Reproduce the whole listing, character for character.

++++ Data extract ++++

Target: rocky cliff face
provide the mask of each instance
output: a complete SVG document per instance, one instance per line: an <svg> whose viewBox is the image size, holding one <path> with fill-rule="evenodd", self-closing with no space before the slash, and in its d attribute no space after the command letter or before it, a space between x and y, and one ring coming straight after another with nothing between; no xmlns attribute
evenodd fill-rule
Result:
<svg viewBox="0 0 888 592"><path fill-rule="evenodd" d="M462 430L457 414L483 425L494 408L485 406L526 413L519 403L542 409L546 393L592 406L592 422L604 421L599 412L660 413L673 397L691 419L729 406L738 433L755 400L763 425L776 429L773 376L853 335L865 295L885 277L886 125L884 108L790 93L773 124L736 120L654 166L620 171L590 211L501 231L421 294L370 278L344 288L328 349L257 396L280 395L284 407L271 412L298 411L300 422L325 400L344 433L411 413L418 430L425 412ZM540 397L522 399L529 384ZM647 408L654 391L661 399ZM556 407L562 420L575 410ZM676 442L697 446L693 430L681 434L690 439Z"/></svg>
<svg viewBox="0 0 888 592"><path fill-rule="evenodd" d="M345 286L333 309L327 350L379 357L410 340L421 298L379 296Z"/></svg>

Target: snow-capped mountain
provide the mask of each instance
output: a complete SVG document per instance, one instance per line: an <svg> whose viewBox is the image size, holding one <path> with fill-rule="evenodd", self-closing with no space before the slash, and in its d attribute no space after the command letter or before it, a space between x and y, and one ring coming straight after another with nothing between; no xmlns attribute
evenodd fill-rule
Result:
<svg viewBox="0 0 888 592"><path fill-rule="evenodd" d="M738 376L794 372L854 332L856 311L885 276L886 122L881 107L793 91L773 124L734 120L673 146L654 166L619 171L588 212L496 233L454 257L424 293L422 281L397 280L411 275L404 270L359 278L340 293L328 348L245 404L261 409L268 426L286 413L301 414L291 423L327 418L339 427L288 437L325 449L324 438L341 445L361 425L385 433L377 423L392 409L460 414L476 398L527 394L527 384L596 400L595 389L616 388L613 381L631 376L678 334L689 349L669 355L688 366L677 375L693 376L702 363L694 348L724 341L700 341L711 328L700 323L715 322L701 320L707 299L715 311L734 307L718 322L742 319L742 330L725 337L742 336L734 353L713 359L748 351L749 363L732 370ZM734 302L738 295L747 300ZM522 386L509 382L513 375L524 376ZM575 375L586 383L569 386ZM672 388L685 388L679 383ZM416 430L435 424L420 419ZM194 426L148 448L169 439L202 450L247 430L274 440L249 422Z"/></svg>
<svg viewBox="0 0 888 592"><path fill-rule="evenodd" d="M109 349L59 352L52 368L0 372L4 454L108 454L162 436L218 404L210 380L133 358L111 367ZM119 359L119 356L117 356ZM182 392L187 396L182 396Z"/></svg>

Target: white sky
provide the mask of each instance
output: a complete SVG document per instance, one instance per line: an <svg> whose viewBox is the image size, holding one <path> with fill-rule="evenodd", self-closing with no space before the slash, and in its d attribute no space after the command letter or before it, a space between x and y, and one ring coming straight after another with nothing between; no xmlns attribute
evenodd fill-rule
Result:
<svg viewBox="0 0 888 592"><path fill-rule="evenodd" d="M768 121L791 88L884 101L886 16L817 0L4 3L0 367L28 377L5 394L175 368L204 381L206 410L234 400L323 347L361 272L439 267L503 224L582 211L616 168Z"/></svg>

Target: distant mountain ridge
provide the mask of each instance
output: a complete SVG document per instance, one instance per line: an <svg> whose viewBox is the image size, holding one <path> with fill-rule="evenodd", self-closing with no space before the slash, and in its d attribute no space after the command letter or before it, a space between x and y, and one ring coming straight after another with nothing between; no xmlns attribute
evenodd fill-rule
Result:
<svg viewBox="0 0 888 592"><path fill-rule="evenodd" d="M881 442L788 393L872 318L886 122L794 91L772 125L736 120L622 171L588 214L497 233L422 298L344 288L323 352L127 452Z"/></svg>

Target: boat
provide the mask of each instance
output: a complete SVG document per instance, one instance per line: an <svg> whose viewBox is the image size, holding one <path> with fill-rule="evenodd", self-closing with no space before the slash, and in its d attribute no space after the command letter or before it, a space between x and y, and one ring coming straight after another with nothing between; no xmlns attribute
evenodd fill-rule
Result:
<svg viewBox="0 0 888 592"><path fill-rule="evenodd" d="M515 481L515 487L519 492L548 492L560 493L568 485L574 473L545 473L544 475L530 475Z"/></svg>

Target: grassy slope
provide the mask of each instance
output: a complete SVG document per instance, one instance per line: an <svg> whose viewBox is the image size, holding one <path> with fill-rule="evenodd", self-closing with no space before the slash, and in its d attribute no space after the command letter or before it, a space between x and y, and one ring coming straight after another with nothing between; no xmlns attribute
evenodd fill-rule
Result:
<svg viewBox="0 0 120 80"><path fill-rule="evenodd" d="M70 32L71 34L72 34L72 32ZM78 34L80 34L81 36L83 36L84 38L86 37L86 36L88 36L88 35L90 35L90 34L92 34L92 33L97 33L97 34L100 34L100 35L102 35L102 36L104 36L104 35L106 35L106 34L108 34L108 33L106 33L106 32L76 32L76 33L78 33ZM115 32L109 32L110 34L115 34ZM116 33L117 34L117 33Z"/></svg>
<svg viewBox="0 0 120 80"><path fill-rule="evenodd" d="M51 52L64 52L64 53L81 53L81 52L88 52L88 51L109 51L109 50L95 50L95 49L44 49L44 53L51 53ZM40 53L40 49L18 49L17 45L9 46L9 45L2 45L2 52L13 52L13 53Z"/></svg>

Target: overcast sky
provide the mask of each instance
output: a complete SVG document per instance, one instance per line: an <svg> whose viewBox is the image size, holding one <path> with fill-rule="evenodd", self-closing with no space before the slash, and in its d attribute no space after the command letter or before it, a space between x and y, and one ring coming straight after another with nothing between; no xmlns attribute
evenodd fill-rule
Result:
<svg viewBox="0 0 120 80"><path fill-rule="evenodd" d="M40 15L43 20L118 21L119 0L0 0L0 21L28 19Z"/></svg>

++++

*Task solution*
Target: rocky cliff face
provide the mask of each instance
output: a complete SVG document per instance, one instance per line: an <svg> whose viewBox is the image size, holding one <path> with fill-rule="evenodd", self-closing with no space before the slash, and in its d attribute no space after the command letter or before it, a space between x and y, and one ring coming straight after another with nothing between; no xmlns attribute
evenodd fill-rule
Result:
<svg viewBox="0 0 888 592"><path fill-rule="evenodd" d="M462 430L457 414L483 425L494 408L485 406L526 413L519 403L542 409L546 393L592 406L592 422L604 421L599 412L660 413L673 397L691 419L729 406L738 433L755 400L763 425L776 429L773 376L853 335L865 295L885 277L886 125L884 108L790 93L773 124L736 120L654 166L620 171L590 211L501 231L421 294L370 278L344 288L328 349L257 396L280 395L284 407L271 412L298 411L300 422L325 400L344 433L411 413L418 430L425 412ZM540 397L522 399L529 384ZM647 408L654 391L661 399ZM556 407L562 420L575 410ZM676 442L697 446L693 430L681 434L690 439Z"/></svg>
<svg viewBox="0 0 888 592"><path fill-rule="evenodd" d="M345 286L333 309L327 350L379 357L410 340L421 298L379 296Z"/></svg>

Target: snow-capped mountain
provide the mask of each instance
output: a complete SVG document per instance, one instance per line: an <svg> whose viewBox is the image size, holding one <path> with fill-rule="evenodd", self-closing with no space before the slash, and in its d attribute no space after the command letter or before it, a space between x and y, and one ring coming straight after another with nothing between; no xmlns attribute
evenodd fill-rule
Result:
<svg viewBox="0 0 888 592"><path fill-rule="evenodd" d="M738 376L794 372L854 332L856 311L885 276L886 122L881 107L793 91L773 124L734 120L673 146L654 166L619 171L588 212L496 233L454 257L424 293L422 281L397 280L411 275L404 270L359 278L340 293L328 348L245 404L261 409L268 426L286 413L301 414L291 423L327 418L339 427L288 437L325 449L324 438L341 445L361 425L385 433L377 423L392 409L460 414L476 398L527 394L527 384L596 400L595 389L616 388L613 381L631 376L678 334L689 349L669 355L688 366L677 375L693 376L702 363L694 348L724 341L700 341L711 328L700 323L715 322L701 320L707 299L715 311L734 307L718 322L742 319L742 330L725 337L742 336L734 353L713 359L748 351L749 363L732 370ZM734 302L738 295L747 300ZM522 386L509 382L513 375L524 376ZM575 375L586 383L569 386ZM672 388L685 388L679 383ZM416 430L435 424L420 419ZM194 426L148 448L169 439L202 450L247 430L274 440L249 422Z"/></svg>
<svg viewBox="0 0 888 592"><path fill-rule="evenodd" d="M109 349L59 352L52 368L0 372L4 454L108 454L162 436L218 404L210 380L133 358L111 367ZM119 359L119 356L117 356ZM182 392L187 396L182 396Z"/></svg>

Target: white sky
provide the mask of each instance
output: a complete SVG document per instance, one instance per line: an <svg> whose viewBox is the image size, holding one <path> with fill-rule="evenodd", self-closing with no space before the slash, and in its d attribute no space after the command letter or before it, a space between x and y, and one ring coming straight after another with nothing between; no xmlns attribute
evenodd fill-rule
Result:
<svg viewBox="0 0 888 592"><path fill-rule="evenodd" d="M768 121L791 88L884 101L886 16L817 0L4 3L0 367L28 377L5 394L175 368L204 381L206 410L234 400L323 347L361 272L439 267L503 224L582 211L616 168Z"/></svg>

Target: distant mountain ridge
provide the mask of each instance
output: a complete SVG document per instance, one instance per line: an <svg> whose viewBox is the image size, holding one <path> with fill-rule="evenodd", self-closing with no space before the slash, and in its d attribute no space after the command letter or before it, a space between x and y, and one ring coming straight after another with nothing between; no xmlns attribute
evenodd fill-rule
Result:
<svg viewBox="0 0 888 592"><path fill-rule="evenodd" d="M881 442L788 393L872 318L886 122L794 91L772 125L736 120L622 171L588 214L497 233L422 298L344 288L323 352L127 452Z"/></svg>

Target: boat
provide the mask of each instance
output: a complete SVG document per instance, one instance per line: an <svg> whose viewBox is the image size, holding one <path> with fill-rule="evenodd", self-closing with no space before the slash, and in its d attribute no space after the command letter or before it, a space between x and y, and one ring coming straight after another with nothing between; no xmlns attribute
evenodd fill-rule
Result:
<svg viewBox="0 0 888 592"><path fill-rule="evenodd" d="M515 481L515 487L519 492L548 492L560 493L568 485L574 473L545 473L544 475L530 475Z"/></svg>

Target: grassy slope
provide the mask of each instance
output: a complete SVG document per instance, one instance per line: an <svg> whose viewBox is the image size, holding one <path> with fill-rule="evenodd", self-closing with no space before the slash, and in its d attribute no space after the command letter or before it, a space between x and y, and one ring coming straight after another with nothing between; no xmlns attribute
evenodd fill-rule
Result:
<svg viewBox="0 0 120 80"><path fill-rule="evenodd" d="M70 32L71 34L72 34L72 32ZM78 34L80 34L81 36L83 36L84 38L86 37L86 36L88 36L88 35L90 35L90 34L92 34L92 33L97 33L97 34L100 34L100 35L102 35L102 36L104 36L104 35L106 35L106 34L108 34L108 33L106 33L106 32L76 32L76 33L78 33ZM115 32L109 32L110 34L115 34ZM116 33L117 34L117 33Z"/></svg>
<svg viewBox="0 0 120 80"><path fill-rule="evenodd" d="M51 52L64 52L64 53L81 53L81 52L88 52L88 51L109 51L109 50L95 50L95 49L44 49L44 53L51 53ZM40 53L40 49L18 49L17 45L9 46L9 45L2 45L2 52L13 52L13 53Z"/></svg>

Target: overcast sky
provide the mask of each instance
output: a complete SVG document per instance, one instance per line: an <svg> whose viewBox is the image size, holding one <path> with fill-rule="evenodd", self-closing with no space before the slash, and in its d attribute no space after the command letter or before it, a space between x and y, and one ring coming straight after another with nothing between; no xmlns attribute
evenodd fill-rule
Result:
<svg viewBox="0 0 120 80"><path fill-rule="evenodd" d="M40 15L43 20L118 21L119 0L0 0L0 21L28 19Z"/></svg>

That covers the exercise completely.